### Selected extract
Thank you.
I'm going to put my question to both of the witnesses, although I think the issue was more directly addressed by Professor Mahdavi in a more conceptual sense in his remarks. That is, much of the witness testimony before this committee and much of the discussion outside this committee by decision-makers, policy-makers, scholars, Iranian human rights activists, and the like, has identified four distinct but interrelated threats emanating from what's called Ahmadinejad's Iran. I want to distinguish the latter from the people and public in Iran who are targets of massive domestic repression. I think what you said, Professor Mahdavi, is important in appreciating the century-old, and even longer, civilizational underpinnings of Iran and its important historical role.
The question with respect to these four interrelated threats is what is to be done. I would agree with you that the military option should not be on the table. I would also agree with you—though maybe not fully—and maybe with Ms. Redman as well, by inference, that it's been a mistake in Obama's engagement with Iran, which I support, to focus on the nuclear issue. While I understand the focus and I understand why the nuclear threat, for all the reasons you appreciate, which I need not go into, is seen as being serious enough to focus on, I think it has had the effect of marginalizing, if not sanitizing, the other threats, in particular the massive domestic repression.

### Written exercise 1
Collect each line of the records that contains the word "light", and copy every such line in full.
### Written exercise 2
Carry on the committee remarks on Iran's threats, starting right after their final sentence.

Stored entries
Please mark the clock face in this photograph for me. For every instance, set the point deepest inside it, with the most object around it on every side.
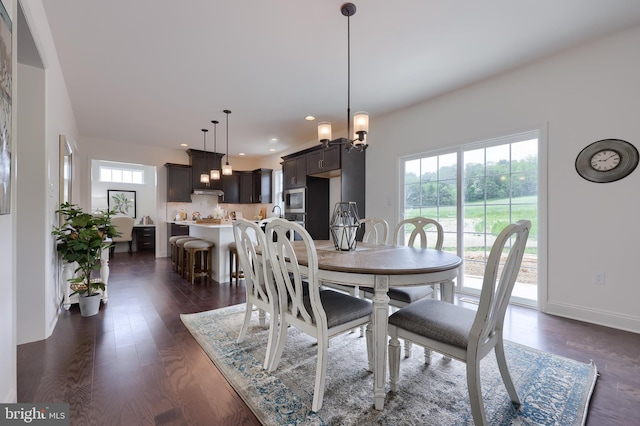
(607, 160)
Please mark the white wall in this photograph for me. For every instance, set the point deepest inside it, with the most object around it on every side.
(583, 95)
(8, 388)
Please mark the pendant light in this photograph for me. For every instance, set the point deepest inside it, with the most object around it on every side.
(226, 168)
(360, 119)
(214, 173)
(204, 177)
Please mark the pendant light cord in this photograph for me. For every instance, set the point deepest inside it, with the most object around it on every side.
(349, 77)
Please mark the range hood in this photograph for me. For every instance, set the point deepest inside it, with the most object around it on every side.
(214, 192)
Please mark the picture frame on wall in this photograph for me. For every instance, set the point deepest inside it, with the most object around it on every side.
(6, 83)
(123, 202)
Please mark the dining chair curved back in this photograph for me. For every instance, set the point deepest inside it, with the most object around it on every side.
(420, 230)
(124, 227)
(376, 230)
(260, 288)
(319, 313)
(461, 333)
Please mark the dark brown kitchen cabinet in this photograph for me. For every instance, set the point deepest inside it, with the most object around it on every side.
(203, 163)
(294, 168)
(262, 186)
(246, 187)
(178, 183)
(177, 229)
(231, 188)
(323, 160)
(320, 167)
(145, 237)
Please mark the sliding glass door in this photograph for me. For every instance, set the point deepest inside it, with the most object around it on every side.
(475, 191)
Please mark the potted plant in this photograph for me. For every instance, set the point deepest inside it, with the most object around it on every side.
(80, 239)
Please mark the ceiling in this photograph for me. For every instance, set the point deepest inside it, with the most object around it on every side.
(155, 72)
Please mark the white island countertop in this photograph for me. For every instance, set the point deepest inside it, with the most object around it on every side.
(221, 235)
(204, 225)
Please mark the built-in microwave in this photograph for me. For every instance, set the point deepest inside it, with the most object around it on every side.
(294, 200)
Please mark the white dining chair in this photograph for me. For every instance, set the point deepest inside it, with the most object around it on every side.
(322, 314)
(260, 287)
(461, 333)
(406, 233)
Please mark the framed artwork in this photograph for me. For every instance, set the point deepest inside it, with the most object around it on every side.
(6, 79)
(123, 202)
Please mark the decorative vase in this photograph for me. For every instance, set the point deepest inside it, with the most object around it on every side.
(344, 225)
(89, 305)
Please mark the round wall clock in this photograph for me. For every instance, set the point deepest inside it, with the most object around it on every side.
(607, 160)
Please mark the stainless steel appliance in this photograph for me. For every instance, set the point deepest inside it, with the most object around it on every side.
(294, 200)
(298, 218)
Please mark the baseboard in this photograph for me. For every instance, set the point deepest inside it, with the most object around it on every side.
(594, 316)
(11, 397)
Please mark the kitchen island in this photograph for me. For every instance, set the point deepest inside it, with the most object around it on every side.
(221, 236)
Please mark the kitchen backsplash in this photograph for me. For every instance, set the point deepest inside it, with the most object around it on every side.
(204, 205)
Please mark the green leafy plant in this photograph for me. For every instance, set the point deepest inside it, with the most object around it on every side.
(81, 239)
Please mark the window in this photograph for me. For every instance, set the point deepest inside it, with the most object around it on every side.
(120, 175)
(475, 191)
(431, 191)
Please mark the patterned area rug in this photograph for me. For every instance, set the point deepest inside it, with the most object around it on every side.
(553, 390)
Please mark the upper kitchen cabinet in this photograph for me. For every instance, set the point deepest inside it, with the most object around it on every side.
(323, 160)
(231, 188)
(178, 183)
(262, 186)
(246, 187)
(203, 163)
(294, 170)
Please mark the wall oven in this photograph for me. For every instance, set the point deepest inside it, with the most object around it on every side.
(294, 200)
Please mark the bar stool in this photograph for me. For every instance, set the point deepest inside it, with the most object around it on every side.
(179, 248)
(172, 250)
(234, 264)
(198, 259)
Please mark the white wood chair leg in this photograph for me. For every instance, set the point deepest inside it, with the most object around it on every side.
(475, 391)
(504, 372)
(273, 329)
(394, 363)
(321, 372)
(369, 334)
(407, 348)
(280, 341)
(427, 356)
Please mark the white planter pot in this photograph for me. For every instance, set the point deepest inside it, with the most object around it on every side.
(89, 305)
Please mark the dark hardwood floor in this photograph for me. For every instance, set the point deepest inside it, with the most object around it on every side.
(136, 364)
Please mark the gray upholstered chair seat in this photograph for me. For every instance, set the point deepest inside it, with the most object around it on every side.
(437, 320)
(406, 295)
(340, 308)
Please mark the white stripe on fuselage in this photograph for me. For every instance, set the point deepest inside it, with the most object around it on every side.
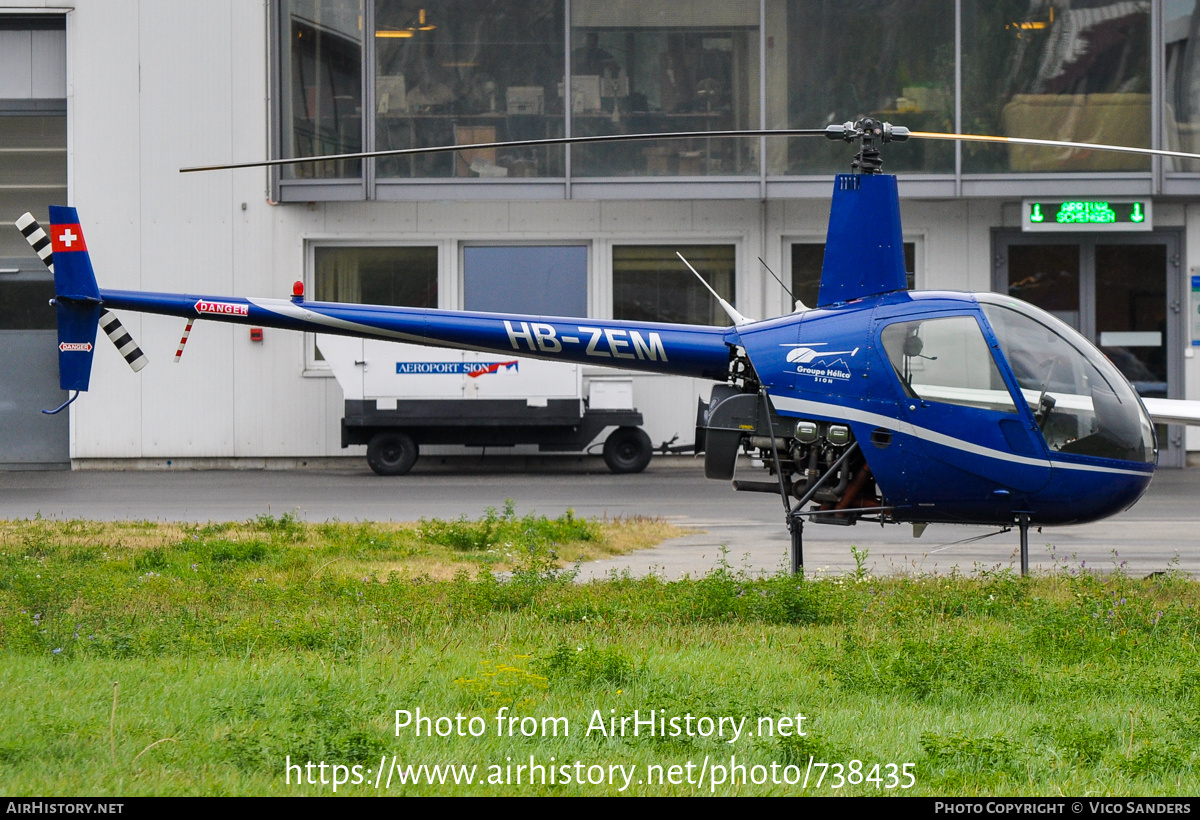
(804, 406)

### Exercise answer 1
Please mark the pendant light in this photograph for me. For every instance, set the point deepest inside it, with the most object around it on every side.
Please mark the pendant light cord in this photograph for me. For every instance, set the point deepest inside it, with the most object around it on every side.

### Exercise answer 2
Having said all of that, we come to the question of what is to be done. Many of the Iranian human rights people with whom I speak and work—some of whom have appeared before this committee—have in fact said that while initially they did not support sanctions, they now do support sanctions, let us say, since June 12. While initially they felt that Iran had the right, like any other country, to the peaceful uses of atomic energy, they are concerned that what might be called the “serial” violations of UN Security Council resolutions by Iran and its accompanying deceit may have in fact invited the sanctions that would not otherwise be there to hurt Iran.
I was just at part of a conference this morning where two Iranian human rights people made the point that Iran is now at a tipping point. In their view, while the change would have to come from within, this regime change could be facilitated by targeted sanctions, directed not against the Iranian people but against the Iranian Revolutionary Guards, for example, who now control 80%, let's say, of Iranian commerce and the underpinnings of the energy infrastructure, the petroleum industry, and the like. So they are in favour of targeted sanctions directed against the Iranian Revolutionary Guards and the companies that help facilitate what the Revolutionary Guards are doing, whether it be the sale of surveillance equipment or the like. These kinds of targeted sanctions may help to bring about what all of us would like to see, an indigenous people's movement that would succeed in restoring Iran to the civilizational roots that are at its core.
That's my question in that regard.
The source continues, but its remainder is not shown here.